## Start

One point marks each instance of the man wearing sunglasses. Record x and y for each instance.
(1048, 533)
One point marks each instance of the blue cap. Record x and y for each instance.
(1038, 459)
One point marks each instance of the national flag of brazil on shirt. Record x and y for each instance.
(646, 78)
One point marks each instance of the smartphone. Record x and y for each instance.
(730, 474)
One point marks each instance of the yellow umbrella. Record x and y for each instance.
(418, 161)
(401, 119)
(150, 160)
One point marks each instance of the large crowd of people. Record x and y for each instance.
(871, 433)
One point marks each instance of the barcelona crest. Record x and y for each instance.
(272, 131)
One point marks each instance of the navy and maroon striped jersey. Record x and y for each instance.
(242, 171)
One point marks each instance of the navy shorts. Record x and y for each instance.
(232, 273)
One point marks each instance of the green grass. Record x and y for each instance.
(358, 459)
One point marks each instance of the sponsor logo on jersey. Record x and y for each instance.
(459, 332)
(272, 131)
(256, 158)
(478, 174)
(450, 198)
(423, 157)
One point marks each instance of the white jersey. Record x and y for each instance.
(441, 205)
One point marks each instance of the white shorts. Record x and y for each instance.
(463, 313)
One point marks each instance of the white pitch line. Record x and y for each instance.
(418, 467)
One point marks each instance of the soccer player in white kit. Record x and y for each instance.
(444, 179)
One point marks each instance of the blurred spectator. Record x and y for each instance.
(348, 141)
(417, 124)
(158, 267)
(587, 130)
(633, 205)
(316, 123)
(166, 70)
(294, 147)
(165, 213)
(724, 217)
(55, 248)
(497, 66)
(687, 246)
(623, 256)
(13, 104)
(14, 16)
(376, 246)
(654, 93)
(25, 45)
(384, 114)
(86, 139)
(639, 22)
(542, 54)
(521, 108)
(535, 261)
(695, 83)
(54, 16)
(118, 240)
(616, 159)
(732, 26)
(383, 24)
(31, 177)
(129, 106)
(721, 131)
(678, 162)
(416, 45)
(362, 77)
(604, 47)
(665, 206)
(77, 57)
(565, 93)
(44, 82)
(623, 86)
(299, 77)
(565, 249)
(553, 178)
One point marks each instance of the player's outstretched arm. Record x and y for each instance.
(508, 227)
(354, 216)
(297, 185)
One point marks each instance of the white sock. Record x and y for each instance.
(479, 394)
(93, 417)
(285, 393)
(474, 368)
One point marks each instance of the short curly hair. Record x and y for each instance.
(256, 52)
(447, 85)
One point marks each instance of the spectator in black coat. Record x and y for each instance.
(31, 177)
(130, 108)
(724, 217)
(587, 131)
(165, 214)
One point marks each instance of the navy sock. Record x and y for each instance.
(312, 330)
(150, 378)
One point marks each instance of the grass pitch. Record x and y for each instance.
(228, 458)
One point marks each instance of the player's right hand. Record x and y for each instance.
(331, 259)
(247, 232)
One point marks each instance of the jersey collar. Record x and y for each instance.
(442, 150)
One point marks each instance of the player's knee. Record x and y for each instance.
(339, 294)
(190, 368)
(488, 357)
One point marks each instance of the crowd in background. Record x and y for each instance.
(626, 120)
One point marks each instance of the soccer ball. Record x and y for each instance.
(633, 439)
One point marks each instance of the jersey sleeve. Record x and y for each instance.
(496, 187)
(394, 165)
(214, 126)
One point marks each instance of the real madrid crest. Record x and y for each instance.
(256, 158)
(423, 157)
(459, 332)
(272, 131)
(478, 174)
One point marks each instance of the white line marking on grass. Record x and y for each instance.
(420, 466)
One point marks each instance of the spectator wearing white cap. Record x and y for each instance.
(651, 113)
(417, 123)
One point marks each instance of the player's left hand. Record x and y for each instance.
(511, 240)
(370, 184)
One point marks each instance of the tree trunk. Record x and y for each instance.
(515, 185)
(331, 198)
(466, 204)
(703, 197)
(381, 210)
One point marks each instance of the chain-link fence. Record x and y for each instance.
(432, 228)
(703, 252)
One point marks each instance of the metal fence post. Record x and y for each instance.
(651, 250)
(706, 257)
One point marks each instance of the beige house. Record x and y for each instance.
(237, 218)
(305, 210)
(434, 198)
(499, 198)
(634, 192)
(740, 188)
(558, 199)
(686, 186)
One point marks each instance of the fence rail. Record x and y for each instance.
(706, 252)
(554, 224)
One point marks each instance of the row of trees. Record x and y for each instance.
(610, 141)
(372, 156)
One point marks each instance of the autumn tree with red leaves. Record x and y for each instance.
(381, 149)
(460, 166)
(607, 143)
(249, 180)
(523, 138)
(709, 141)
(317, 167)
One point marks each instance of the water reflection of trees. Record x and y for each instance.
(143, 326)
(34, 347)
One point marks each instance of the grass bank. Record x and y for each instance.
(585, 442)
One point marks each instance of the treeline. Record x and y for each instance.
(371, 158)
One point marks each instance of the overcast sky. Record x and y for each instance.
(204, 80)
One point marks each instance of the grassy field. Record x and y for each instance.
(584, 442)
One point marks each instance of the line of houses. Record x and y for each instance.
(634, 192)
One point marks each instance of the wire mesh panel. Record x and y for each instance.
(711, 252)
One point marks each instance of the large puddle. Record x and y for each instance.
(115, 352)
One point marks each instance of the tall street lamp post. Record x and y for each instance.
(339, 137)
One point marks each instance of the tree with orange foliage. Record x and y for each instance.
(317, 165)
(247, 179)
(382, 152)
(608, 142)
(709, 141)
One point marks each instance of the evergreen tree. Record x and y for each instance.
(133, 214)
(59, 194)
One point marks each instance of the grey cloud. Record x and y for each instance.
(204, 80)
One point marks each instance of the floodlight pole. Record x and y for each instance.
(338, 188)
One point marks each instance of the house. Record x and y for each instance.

## End

**Set task:** Reproduce each of the records above word for word, with no alterations.

**Solution:**
One point marks each instance of the man wearing sunglasses. Record x and y for each instance.
(1048, 533)
One point marks each instance of the blue cap. Record x and y for each instance.
(1038, 459)
One point marks each instance of the national flag of brazil on shirt. Record x and y for each instance.
(646, 78)
One point marks each instance of the smartphone. Record x and y for each instance.
(730, 474)
One point marks each instance of the yellow umbrella. Record x and y for each instance.
(418, 161)
(401, 119)
(150, 160)
One point marks each instance of the large crowd of people. Record x and y for each instance.
(871, 433)
One point marks each instance of the barcelona crest. Record x and y for each instance.
(272, 131)
One point marks each instance of the navy and maroon striped jersey. Record x and y for each instance.
(242, 171)
One point marks each instance of the navy shorts. Record x and y for each instance.
(232, 273)
One point marks each instance of the green grass. Record x and y for each instance.
(358, 459)
One point marks each instance of the sponsor logo on jersey. Record x and y for each instance.
(459, 332)
(272, 131)
(256, 158)
(478, 174)
(450, 198)
(423, 157)
One point marks each instance of the white jersey. Record x and y for each instance.
(441, 205)
One point marks each instance of the white shorts. Record x and y for each instance.
(463, 313)
One point marks each instance of the white pitch line. Record x and y for each instance.
(418, 467)
One point marks each instance of the soccer player in white kit. Record x and y for each instance.
(444, 179)
One point marks each instance of the blurred spectator. Record x and y for each instance.
(348, 141)
(417, 124)
(158, 267)
(587, 130)
(633, 205)
(316, 123)
(166, 70)
(294, 147)
(165, 213)
(724, 217)
(55, 248)
(497, 66)
(687, 246)
(623, 256)
(13, 104)
(14, 16)
(376, 246)
(654, 93)
(25, 45)
(384, 114)
(86, 139)
(639, 22)
(542, 54)
(521, 108)
(535, 261)
(695, 83)
(54, 16)
(118, 240)
(616, 159)
(732, 26)
(383, 24)
(31, 177)
(129, 106)
(721, 131)
(678, 162)
(416, 45)
(362, 77)
(604, 47)
(665, 206)
(77, 57)
(565, 93)
(44, 82)
(623, 86)
(299, 77)
(565, 249)
(553, 178)
One point marks each instance of the player's outstretched arm. Record x and y for each instance.
(508, 227)
(354, 216)
(297, 185)
One point marks each instance of the white sock. Record x and y for each instance.
(479, 394)
(93, 417)
(285, 393)
(474, 368)
One point marks each instance of the short curly hair. Record x and y for each instance.
(256, 52)
(447, 85)
One point marks each instance of the spectator in black coat. Record x and y for each instance.
(31, 177)
(130, 108)
(724, 217)
(587, 131)
(165, 214)
One point marks each instance of the navy sock. Record x and y for each instance.
(312, 330)
(150, 378)
One point marks each instance of the grass pitch. Record x and y for each instance.
(228, 458)
One point marks each instance of the player's right hand. Record x and y for each instance.
(331, 259)
(247, 232)
One point marks each instance of the jersey collar. Record x and y for each instance.
(442, 150)
One point marks each instance of the player's knee. Record x and y for each instance.
(339, 294)
(190, 368)
(488, 357)
One point marks each instance of the crowd in background. Record x and y for each instance.
(626, 120)
One point marks each instance of the soccer ball. Record x and y for each instance.
(633, 439)
One point marks each instance of the jersey sleeve. Record x and y for each instance.
(496, 187)
(394, 165)
(214, 126)
One point marks each instance of the real madrid crest. Record x and y for each instance.
(256, 158)
(423, 157)
(459, 332)
(272, 131)
(478, 174)
One point marks each instance of the white line marking on grass. Record x and y for each instance.
(420, 466)
One point marks each instance of the spectator wearing white cap. Record x and y for each instance.
(651, 113)
(417, 123)
One point marks each instance of the player's left hand. Record x and y for each instance.
(511, 240)
(370, 184)
One point marks each instance of the tree trunk. Record x and y for each instance.
(515, 185)
(331, 198)
(466, 204)
(703, 197)
(381, 210)
One point marks each instance of the chain-link fence. Record x and y for each instance.
(432, 228)
(703, 252)
One point marks each instance of the metal fence post. Record x and y for each instance.
(651, 250)
(706, 257)
One point marks each instance of the beige house. Record x and y for each instance.
(237, 218)
(305, 210)
(434, 198)
(499, 198)
(634, 192)
(740, 188)
(558, 199)
(686, 186)
One point marks each instance of the fence rail. Record x and y for each instance.
(706, 252)
(554, 224)
One point marks each instance of the row of trees. Record x and y for each instance.
(610, 141)
(372, 156)
One point marks each instance of the autumn tree with red leaves. Record x and y for each instance.
(381, 149)
(460, 166)
(607, 143)
(249, 180)
(523, 138)
(709, 141)
(317, 167)
One point marks each instance of the water reflection of trees. Record x and y for each instance.
(143, 326)
(34, 347)
One point marks each instance of the grass bank. Record x and y for each instance.
(585, 442)
One point marks each instance of the treeline. Record x and y for each instance.
(371, 158)
One point marks each instance of the overcast sky. Record x and y for each instance.
(204, 80)
One point marks each instance of the grassy field. Record x and y for each instance.
(584, 442)
One point marks each instance of the line of houses. Record x and y for each instance.
(634, 192)
One point marks each instance of the wire mesh panel. Record x and y for each instance.
(711, 252)
One point marks each instance of the large puddle. Record x and y for each instance.
(115, 352)
One point marks each instance of the tall street lamp post. Record x and y for each instance.
(339, 137)
One point marks each instance of the tree with orange foliage. Record x and y for each instance.
(317, 165)
(247, 179)
(382, 152)
(608, 142)
(709, 141)
One point marks each instance of the evergreen tree. Record x and y for each instance.
(133, 214)
(59, 194)
One point marks each instance of the grey cloud. Record x and y for each instance.
(204, 80)
One point marks each instance of the floodlight pole. Record x and y for each instance.
(338, 188)
One point marks each instance of the house. Record x and y for each instance.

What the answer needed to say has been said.